• [Task brief]
Transcribe these records exactly, dropping every picture.

(Provided material)

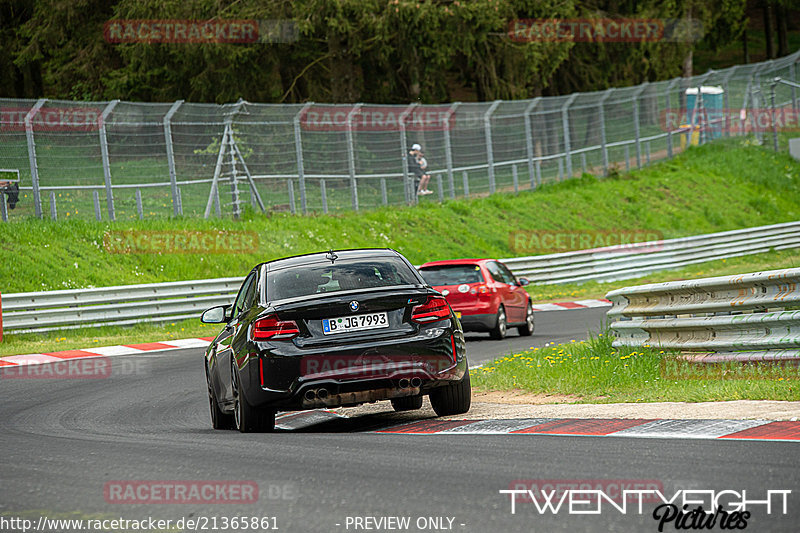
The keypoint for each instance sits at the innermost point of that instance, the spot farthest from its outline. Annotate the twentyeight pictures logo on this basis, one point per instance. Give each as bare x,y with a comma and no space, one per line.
679,510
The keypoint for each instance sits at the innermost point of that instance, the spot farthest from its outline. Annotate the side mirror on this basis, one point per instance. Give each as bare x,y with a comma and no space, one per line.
215,315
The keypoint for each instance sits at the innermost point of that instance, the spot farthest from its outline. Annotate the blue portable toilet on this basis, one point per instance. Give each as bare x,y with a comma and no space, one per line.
712,111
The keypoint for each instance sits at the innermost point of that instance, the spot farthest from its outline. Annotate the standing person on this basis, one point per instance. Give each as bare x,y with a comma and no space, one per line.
10,189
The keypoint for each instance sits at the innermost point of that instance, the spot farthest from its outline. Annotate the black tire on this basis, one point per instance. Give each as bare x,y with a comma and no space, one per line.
219,419
249,419
501,326
453,399
527,329
407,403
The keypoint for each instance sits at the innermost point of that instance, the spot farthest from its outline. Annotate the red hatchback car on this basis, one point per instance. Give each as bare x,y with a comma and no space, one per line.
484,293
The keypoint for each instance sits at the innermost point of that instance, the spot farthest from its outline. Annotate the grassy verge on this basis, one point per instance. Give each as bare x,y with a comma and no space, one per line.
594,372
721,267
73,339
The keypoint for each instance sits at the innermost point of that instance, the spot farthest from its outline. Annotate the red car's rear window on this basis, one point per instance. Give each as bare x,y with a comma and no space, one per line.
451,274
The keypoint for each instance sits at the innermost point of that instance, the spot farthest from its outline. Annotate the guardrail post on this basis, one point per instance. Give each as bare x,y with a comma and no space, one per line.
104,155
37,199
351,156
98,213
636,125
567,137
408,181
139,209
529,139
487,129
298,148
448,148
177,209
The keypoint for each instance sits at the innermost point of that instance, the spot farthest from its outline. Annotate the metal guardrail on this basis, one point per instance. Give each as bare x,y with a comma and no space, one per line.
744,317
162,302
631,261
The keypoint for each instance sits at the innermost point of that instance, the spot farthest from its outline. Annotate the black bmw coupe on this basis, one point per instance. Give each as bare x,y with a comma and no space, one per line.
332,329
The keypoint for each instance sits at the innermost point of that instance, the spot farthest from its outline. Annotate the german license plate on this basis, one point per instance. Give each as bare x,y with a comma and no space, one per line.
345,324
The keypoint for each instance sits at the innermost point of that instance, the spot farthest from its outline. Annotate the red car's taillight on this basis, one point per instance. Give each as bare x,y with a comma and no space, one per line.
272,328
434,309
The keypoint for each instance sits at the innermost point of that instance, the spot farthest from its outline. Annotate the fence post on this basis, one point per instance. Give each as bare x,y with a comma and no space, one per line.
668,101
603,141
567,140
411,196
487,129
37,199
298,148
98,213
104,155
351,156
448,148
515,178
774,122
177,208
139,209
529,140
636,125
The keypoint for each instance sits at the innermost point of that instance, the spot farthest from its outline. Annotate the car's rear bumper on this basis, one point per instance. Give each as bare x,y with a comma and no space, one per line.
479,322
379,371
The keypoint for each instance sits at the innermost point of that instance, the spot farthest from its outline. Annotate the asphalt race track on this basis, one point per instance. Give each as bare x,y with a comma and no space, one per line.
65,445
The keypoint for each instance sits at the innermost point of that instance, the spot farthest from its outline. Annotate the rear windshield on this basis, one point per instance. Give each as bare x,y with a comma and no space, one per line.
452,274
344,275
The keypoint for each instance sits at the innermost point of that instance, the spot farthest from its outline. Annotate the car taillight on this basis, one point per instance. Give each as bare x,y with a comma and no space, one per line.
434,309
272,328
480,289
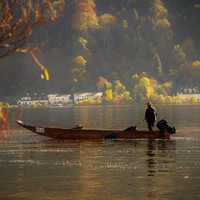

(End Provided material)

• [Answer to this exercise]
The keypoint for each instance sits at the innermost point of that instance, the spot farthest from its outline. Annotate the twentyeight pictures logo on this basis, one point per instance. Give each as bare x,y with a comma and no space, one per line.
679,510
The keypoint for each instance sits at the innermost point of that instance, the spot farthest from its outline. Annotate the side mirror on this basis, one point per instance. Give each as bare x,y with a comma and no space, one per line.
215,315
The keypoint for each instance sits at the innermost point of that instance, the spot farthest from its outline. Annotate the blue portable toilet on this basis, one point per instance. Give each as bare x,y with a comma and no space, one per line.
712,111
The keypoint for each instance sits at the innermost point of that instance, the spot farthest from its outline. Annotate the standing person on this basis, one point per instance. Give each as bare x,y with a comma and no space, one per line.
10,189
The keypoint for each instance sits at the innermost point of that instance, the spot farthest from its outline. Annotate the black tire on this basis, one point per instance. Give each as bare x,y with a comma and no space, one per line.
219,419
249,419
501,326
453,399
527,329
407,403
The keypoint for each instance sits at the innermost point of that instance, the spot farthest from its outline. Annotate the red hatchback car on this basis, one point per instance. Give each as bare x,y with a comma and no space, one per line.
484,293
The keypoint for each instance sits at the innermost point of that instance, the spot farthest from its outline. Annotate the grassy verge on this basis, one point per instance. Give each as bare x,y with a comma and no space, one per line.
594,372
721,267
73,339
The keypoint for each instance sits at the innermost point of that instance, the spot farthest from its outline. Annotate the red car's rear window on this basis, one point per instance. Give each as bare x,y with a comma and no space, one per line.
451,274
The keypoint for each instance sits at the innermost point of that instance, the spot farthest from its outline. Annotate the guardrail post on this basis, one point per instance. Give each as bare x,y with a comma and no space, one per line.
104,155
37,199
351,156
98,213
636,125
567,137
408,181
139,209
529,139
487,129
298,148
448,148
177,209
The keypoint for each instance sits at the innermost point of that instance, the spot farthest from its outline. Annotate the metal guardrail on this basis, one point per instance. Give each as bare x,y with a comma and no space, one per line.
744,317
162,302
631,261
The keypoint for each instance sits at the innermost point of that instance, the spot farthest from its outline. Annotate the black bmw coupe on this basis, one point per instance. Give each as bare x,y with a comma and no space, one per line.
332,329
The keypoint for each instance sits at the innermost point of that instance, the spot farthest from its outline. Annotate the german license plate on this basis, one point per instance. Give each as bare x,y with a comma and no space, one per line.
345,324
The keypoint for each instance sits at the innermost point of that instance, the spot farthest from its outline. Annotate the red car's taillight on this basis, one point per instance. Give each as bare x,y with a comma and no space, one per line.
272,328
434,309
The keypoint for each instance sits at the innermost point of that instance, the spot farthest from its outline. Annotate the fence post on this basis, one point per instance. Give each as bare x,y with a comma and no space, one per line.
668,101
603,141
567,140
411,196
487,129
37,199
298,148
98,213
104,155
351,156
448,148
515,178
774,122
177,208
139,209
529,140
636,125
The keypoint for each instance sits at the innermost point of that instance, the spot farthest from its outline. Annotate the car's rear bumper on this basis, one point per instance. Give each as bare x,y with a comma and no space, one per line.
479,322
379,371
The keypoint for each instance sits at the innermost point of that instance, the spot farthest from its outline. Annotate the asphalt race track on this basis, one point per instance. Give each as bare x,y with a comma and no space, one per line.
65,445
The keypoint for each instance sits at the innermost point of that instance, the spot farthest from its outline. Annotate the rear windshield on this basis, one point per instance. Give each as bare x,y with a comma and no space, one per line.
452,274
344,275
The keypoint for each instance sits at the innermost point of that instance, the spot farthest from its outline. Annotate the car taillight on this basis, one point per instance. Give each as bare x,y with a comma and no space, one per line.
434,309
272,328
480,289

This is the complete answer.